» Goal
Copy the lines starting at the one that contains "shown by (144,55)." and ending at the last line, requests included, and give only those lines. Rescale every answer coordinate by multiplying it by 0.55 and rounding to a whole number with halves rounded up, and leave every number in the requests unchanged.
>>>
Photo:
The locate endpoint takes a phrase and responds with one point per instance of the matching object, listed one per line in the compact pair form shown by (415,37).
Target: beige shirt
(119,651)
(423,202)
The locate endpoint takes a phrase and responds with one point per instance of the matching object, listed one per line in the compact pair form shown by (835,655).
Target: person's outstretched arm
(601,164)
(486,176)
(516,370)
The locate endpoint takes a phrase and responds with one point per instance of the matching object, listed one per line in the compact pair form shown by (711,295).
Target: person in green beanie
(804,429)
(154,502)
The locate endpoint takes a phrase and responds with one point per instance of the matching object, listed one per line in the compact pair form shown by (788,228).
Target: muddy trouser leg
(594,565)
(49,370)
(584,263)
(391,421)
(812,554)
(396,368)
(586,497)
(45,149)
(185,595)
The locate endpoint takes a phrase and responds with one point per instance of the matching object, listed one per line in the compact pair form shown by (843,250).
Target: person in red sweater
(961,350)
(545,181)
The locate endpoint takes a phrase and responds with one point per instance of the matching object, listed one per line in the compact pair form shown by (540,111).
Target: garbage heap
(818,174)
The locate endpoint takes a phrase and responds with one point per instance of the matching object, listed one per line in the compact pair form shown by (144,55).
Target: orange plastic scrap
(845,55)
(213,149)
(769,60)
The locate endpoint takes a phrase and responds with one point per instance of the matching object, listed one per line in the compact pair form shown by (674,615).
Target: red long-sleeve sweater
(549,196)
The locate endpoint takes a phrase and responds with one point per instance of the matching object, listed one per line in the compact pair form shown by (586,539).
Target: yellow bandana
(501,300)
<<<
» Result for this task
The locate endpoint takes a phrase and responds with one point per instance of the matching object, listed one per line in the compact pair form shown by (144,55).
Target: orange plastic scrap
(465,30)
(117,82)
(423,33)
The locate endpoint takes a phrase and responds with one point per instance of the matching object, listed one per line in the compact pair form shown by (674,615).
Target: red long-sleeve sweater
(302,108)
The locate endpoint takes a phrase and responds with one point per instance of the matching object, listed one per line in the compact pair form shown by (586,539).
Target: yellow bandana
(276,165)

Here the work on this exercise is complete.